• **Records for the exercise**
-- BEGIN --
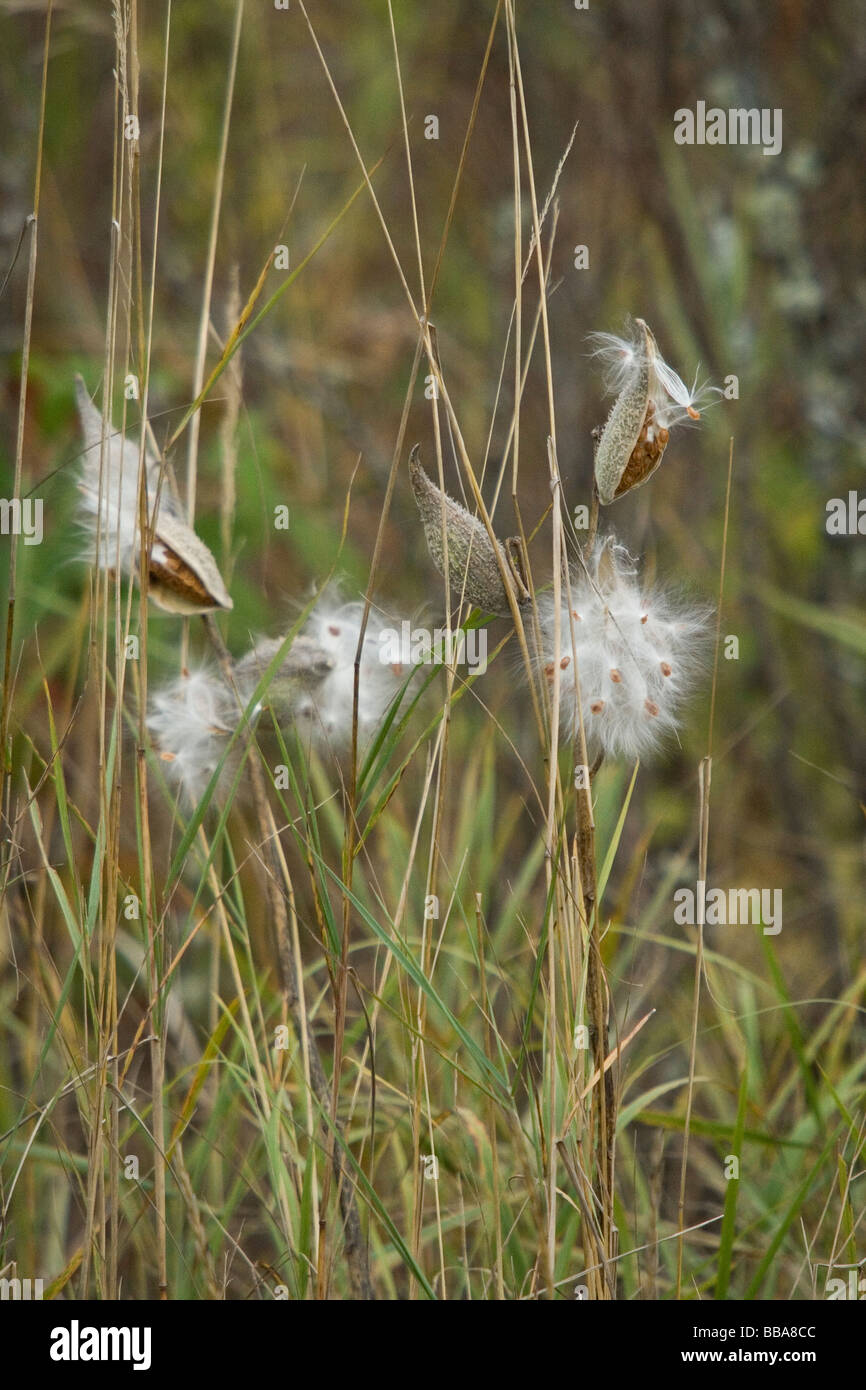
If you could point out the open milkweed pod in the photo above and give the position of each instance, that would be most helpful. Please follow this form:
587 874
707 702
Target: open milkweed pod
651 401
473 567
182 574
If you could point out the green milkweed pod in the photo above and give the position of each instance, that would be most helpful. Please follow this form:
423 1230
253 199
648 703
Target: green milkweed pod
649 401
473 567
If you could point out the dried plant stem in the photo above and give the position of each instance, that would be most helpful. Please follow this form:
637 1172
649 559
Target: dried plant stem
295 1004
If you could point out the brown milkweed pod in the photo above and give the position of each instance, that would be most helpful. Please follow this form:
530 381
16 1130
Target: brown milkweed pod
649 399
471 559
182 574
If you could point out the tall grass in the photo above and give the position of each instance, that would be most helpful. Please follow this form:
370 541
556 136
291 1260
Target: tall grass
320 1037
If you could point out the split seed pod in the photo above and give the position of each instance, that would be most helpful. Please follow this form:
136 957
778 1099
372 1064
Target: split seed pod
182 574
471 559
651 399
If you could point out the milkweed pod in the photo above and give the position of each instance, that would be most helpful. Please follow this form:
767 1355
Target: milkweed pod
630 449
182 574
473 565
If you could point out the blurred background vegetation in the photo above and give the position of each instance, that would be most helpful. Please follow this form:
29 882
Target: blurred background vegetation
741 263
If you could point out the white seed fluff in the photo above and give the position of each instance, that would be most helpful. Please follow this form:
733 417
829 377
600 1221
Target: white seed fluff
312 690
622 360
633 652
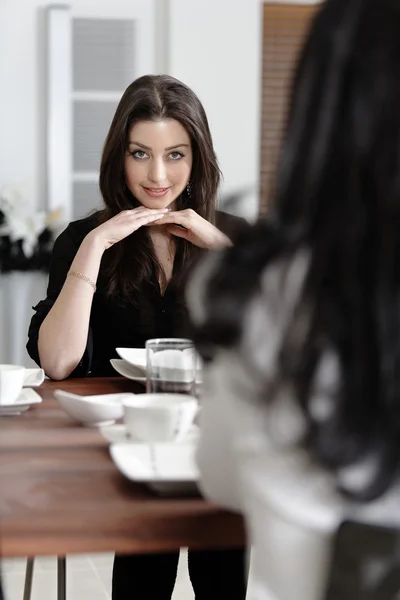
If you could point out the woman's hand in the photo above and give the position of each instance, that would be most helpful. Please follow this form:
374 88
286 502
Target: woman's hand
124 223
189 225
-- END --
-- BEGIN --
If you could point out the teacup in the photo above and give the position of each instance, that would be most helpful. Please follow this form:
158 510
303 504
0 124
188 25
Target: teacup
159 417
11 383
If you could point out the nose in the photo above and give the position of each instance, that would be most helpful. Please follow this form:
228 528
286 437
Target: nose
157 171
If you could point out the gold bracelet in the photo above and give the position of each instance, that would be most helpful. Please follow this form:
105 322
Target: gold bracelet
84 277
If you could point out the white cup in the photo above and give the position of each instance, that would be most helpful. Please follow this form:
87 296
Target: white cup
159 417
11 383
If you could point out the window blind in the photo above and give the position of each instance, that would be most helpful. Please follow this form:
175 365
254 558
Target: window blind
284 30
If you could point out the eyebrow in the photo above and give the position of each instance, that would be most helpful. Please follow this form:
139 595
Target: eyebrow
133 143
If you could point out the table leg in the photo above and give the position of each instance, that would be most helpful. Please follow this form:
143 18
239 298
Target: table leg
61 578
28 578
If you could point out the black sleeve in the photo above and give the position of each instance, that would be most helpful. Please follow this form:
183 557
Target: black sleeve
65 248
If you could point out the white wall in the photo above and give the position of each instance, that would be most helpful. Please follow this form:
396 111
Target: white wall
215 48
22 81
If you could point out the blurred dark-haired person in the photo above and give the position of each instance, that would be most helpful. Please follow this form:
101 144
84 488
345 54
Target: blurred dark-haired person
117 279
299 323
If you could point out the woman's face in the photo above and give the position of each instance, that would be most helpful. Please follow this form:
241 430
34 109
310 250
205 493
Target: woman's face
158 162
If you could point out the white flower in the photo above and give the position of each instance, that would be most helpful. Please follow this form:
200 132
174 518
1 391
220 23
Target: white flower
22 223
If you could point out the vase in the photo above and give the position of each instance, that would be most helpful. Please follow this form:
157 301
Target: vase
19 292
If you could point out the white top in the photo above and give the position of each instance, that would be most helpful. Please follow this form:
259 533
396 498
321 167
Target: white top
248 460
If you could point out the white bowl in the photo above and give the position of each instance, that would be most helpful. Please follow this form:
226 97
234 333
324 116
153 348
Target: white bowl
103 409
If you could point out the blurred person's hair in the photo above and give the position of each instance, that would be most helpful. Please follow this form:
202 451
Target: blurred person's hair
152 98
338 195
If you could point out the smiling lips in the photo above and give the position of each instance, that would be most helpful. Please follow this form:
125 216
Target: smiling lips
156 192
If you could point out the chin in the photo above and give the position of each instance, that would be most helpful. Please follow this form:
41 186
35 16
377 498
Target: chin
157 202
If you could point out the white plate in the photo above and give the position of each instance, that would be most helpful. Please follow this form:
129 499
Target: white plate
-- END --
-- BEGIN --
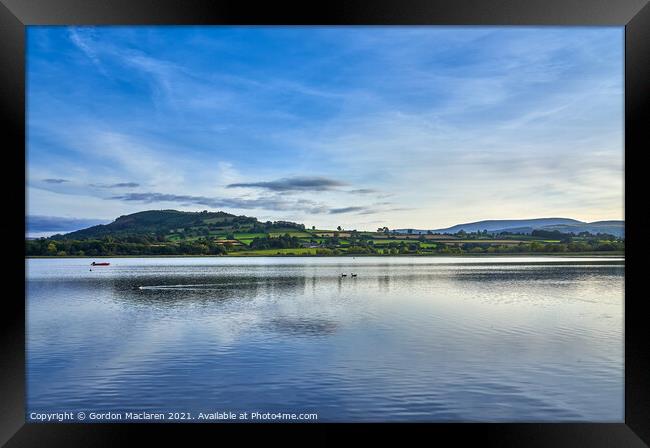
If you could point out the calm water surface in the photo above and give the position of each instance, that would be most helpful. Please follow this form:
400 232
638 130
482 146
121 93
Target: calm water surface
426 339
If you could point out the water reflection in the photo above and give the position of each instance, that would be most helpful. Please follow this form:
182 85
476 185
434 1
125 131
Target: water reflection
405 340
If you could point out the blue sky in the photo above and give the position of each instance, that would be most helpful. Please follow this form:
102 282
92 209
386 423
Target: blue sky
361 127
-- END --
Reproduce word for word the lines of the records above, starting at the line that contains "If you could point out the white plate" and ending at the line that contains "Target: white plate", with both of those lines included.

If you could point out the white plate in the photo above and give the position of each instance, that would be most helpful. Please follow this form:
129 499
Target: white plate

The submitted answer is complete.